◆ **WHAT THE EXERCISE ASKS**:
Find each line in the following material that contains the word "wall", and copy those lines.

◆ **THE DATA**:
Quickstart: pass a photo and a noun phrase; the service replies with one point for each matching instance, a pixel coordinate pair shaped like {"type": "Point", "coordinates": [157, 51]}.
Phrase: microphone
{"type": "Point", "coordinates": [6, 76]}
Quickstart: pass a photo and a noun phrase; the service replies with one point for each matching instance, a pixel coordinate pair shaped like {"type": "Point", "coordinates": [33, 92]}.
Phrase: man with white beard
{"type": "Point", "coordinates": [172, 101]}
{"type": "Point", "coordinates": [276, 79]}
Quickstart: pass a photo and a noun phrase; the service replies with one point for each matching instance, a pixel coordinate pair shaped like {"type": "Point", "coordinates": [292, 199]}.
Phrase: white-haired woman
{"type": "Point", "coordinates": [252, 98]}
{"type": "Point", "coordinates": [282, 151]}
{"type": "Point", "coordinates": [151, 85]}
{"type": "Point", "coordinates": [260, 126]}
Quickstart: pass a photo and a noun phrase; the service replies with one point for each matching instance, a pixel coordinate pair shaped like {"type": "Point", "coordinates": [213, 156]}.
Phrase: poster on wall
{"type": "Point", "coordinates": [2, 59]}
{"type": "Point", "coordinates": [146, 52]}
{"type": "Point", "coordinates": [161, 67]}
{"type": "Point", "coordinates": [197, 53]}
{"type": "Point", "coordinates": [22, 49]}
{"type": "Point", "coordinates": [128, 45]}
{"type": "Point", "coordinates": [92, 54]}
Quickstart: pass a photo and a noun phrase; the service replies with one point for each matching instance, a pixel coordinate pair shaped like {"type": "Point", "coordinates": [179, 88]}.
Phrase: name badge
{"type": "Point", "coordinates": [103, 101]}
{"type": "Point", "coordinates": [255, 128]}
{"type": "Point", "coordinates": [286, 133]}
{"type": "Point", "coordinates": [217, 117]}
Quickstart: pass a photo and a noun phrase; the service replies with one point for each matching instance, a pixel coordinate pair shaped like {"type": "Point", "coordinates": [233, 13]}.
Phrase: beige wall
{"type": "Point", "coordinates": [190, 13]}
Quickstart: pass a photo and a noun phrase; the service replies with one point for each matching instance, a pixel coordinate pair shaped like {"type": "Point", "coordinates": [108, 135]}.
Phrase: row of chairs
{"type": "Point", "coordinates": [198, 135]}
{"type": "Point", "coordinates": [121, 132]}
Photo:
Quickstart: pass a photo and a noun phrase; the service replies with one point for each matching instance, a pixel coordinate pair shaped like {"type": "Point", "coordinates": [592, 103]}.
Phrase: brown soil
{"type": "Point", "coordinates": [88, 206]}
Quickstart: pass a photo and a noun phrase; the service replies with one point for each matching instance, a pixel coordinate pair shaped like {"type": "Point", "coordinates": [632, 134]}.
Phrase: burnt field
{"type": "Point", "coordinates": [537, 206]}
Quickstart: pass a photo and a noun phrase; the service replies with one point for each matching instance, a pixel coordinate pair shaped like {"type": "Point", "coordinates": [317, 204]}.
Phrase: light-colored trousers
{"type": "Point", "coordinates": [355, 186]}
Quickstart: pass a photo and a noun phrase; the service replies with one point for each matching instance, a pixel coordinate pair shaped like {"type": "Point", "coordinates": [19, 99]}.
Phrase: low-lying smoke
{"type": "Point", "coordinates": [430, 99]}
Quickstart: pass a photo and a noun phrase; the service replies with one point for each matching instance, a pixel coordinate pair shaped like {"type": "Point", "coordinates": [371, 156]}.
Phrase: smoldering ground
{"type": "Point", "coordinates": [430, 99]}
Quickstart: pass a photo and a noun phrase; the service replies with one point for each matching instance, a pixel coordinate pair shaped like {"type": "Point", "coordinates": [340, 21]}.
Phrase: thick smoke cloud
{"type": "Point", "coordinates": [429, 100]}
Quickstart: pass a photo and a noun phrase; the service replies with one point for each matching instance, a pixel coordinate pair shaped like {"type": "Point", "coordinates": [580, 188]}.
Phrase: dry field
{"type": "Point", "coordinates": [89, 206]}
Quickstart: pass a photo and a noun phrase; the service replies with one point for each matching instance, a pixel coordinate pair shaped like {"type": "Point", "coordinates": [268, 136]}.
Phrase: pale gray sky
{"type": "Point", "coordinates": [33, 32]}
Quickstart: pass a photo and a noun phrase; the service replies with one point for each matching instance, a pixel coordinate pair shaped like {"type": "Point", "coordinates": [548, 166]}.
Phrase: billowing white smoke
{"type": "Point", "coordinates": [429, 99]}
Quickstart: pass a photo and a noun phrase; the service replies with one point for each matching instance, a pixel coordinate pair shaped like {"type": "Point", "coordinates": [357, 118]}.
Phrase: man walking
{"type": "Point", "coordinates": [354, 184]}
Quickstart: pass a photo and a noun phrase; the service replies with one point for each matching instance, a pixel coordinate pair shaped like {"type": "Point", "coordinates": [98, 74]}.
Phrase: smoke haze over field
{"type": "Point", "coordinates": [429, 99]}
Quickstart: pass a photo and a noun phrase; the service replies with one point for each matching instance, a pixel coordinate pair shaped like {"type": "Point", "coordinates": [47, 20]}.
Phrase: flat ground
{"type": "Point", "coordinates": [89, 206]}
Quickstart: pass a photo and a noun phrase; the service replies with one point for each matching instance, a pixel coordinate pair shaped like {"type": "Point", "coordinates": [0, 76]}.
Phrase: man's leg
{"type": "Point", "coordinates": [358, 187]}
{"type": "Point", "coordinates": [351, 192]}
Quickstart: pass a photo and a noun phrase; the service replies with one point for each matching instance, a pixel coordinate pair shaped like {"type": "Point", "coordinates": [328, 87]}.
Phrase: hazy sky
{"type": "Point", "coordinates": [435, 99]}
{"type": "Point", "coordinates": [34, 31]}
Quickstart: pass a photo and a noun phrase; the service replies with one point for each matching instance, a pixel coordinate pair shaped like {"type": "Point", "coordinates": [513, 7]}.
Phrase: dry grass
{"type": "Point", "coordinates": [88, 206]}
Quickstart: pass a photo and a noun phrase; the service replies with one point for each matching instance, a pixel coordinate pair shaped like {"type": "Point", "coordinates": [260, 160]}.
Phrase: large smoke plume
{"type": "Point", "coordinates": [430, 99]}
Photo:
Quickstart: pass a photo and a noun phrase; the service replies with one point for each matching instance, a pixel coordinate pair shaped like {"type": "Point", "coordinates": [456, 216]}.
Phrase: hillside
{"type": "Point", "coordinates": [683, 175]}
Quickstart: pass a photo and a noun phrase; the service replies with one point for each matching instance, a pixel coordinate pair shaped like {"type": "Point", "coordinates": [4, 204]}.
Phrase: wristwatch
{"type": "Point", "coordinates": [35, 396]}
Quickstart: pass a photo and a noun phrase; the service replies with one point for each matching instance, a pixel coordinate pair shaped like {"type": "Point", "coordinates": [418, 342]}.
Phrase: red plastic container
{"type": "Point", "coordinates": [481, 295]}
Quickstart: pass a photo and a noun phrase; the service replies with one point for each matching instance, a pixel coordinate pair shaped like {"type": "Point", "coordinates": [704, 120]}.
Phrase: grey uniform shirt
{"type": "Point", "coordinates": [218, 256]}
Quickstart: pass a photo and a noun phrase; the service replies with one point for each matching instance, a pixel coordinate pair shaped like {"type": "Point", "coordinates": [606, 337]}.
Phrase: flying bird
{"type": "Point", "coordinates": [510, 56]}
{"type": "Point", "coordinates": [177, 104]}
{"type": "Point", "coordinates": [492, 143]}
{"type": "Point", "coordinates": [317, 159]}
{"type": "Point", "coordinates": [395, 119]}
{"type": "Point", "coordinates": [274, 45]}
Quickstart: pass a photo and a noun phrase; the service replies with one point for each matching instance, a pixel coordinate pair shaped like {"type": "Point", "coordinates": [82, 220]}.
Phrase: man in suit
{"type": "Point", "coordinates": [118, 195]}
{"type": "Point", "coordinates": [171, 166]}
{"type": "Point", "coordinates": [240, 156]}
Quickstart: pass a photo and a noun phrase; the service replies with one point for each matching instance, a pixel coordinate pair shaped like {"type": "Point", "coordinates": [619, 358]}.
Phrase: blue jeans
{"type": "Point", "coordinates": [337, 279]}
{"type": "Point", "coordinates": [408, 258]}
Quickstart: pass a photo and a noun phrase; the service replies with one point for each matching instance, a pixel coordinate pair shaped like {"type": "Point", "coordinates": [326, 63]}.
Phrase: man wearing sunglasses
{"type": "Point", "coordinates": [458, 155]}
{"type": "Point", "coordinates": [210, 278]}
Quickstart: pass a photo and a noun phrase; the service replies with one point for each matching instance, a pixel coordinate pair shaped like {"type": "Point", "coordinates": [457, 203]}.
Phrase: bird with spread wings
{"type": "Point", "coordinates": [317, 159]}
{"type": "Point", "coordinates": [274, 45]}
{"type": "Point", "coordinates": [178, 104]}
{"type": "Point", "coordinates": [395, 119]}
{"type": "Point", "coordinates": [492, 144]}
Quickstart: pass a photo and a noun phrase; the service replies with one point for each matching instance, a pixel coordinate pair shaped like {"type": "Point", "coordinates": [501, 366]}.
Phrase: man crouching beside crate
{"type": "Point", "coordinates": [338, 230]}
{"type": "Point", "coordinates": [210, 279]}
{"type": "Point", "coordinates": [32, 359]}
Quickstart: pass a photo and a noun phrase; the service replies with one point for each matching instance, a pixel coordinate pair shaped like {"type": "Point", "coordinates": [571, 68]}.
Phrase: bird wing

◆ **SOLUTION**:
Phrase: poster on wall
Phrase: beige wall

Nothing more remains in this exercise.